Exercise requirements:
1) Answer these questions using the article on body diversity among female Olympic gold medalists:
(a) Which athlete appears as the shortest on the 2012 poster?
(b) How many gold medalists did the 2012 poster show?
(c) By what date does Fox hope to reach her Kickstarter goal?
2) Carry on the article about Wendy Fox's project on the body diversity of female gold medalists, beginning after its final sentence.

Looking To The Olympics For A Lesson In Body Diversity

By Heidi Stevens
Chicago Tribune

WWR Article Summary (tl;dr) Artist Wendy Fox has launched a Kickstarter campaign to fund a project that would highlight the body diversity of female athletes at the Rio Olympics. She’s hoping to raise $37,339 ($50,000 in Australian dollars; Fox is based in Melbourne) by Aug. 25 to create a book and poster of the Rio gold medalists.

Chicago Tribune

After the 2012 Olympic Games in London, artist Wendy Fox embarked on a project to show the stunning body diversity among female gold medalists.

“There’s way too much emphasis on what the female body looks like,” she told me at the time. “I want this project to celebrate what the female body can do.”

She collected the heights, weights and ages of every female gold medalist from 2012 (data available on the Olympics website) and illustrated a giant poster of all 276 of them, from shortest (Chinese gymnast Deng Linlin) to tallest (American basketball player Sylvia Fowles, who used to play for the Chicago Sky).

She wants to do the same for Rio.

“Athletes are role models,” she told me. “Athletes come in vastly different shapes and sizes, as do regular women.”
But you wouldn’t necessarily know it from looking at magazine covers.

“Coverage for women’s sports does increase significantly during the Olympics, however it tends to limit its coverage to the more feminine, glamorous, let’s-appeal-to-men sports like beach volleyball,” she said. “Objectifying women by giving coverage preference to the athletes that most resemble models is detracting from the athletic accomplishments, and it treats women as if they are entertainment.”

And it only tells a fraction of the story, the same fraction we already see and hear in non-Olympics media coverage.

“That is, pretty much in this order, we should be lean and toned, small-waisted, have ample breasts, long legs and be of reasonable height but not too tall,” Fox said. “Even plus-size models are pretty much larger versions of the same overall shape.”

This week, Fox launched a Kickstarter campaign to fund her Rio project. She’s hoping to raise $37,339 ($50,000 in Australian dollars; Fox is based in Melbourne) by Aug. 25 to create a book and poster of the Rio gold medalists.

Data excerpt:
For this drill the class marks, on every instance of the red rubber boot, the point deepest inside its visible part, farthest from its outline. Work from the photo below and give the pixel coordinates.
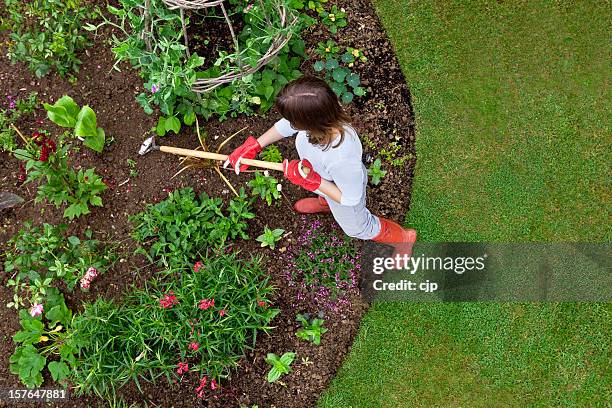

Per-task outputs:
1)
(a) Chinese gymnast Deng Linlin
(b) 276
(c) Aug. 25

2)
“When I was watching the London Olympics, I was really amazed by the physical diversity of the female athlete,” Fox says in the Kickstarter video. “And I realized, you know, I’m watching the healthiest, fiercest, fastest women in the world. And they don’t have bodies that adhere to the model ideal. They have bodies that adhere to athleticism.”

Fox hopes to illustrate, once again, that strong and healthy can look hundreds of different ways.

“Watching women embracing and working with what they have, rather than thinking their bodies have to fit a culturally prescribed type, is a hugely positive message to send,” she said.

And we have to do our part to embrace more than one ideal.

Nineteen-year-old gymnast Simone Biles, predicted to win the Olympic all-around title in Rio, told New York Magazine she was teased for her muscular frame as a tween. “I always hid it with a jacket,” she said. “I was always wearing a jacket.”

But lately …

“People’s reactions have changed over the past few years,” the article states, “which Biles credits to an appreciation of stronger bodies.”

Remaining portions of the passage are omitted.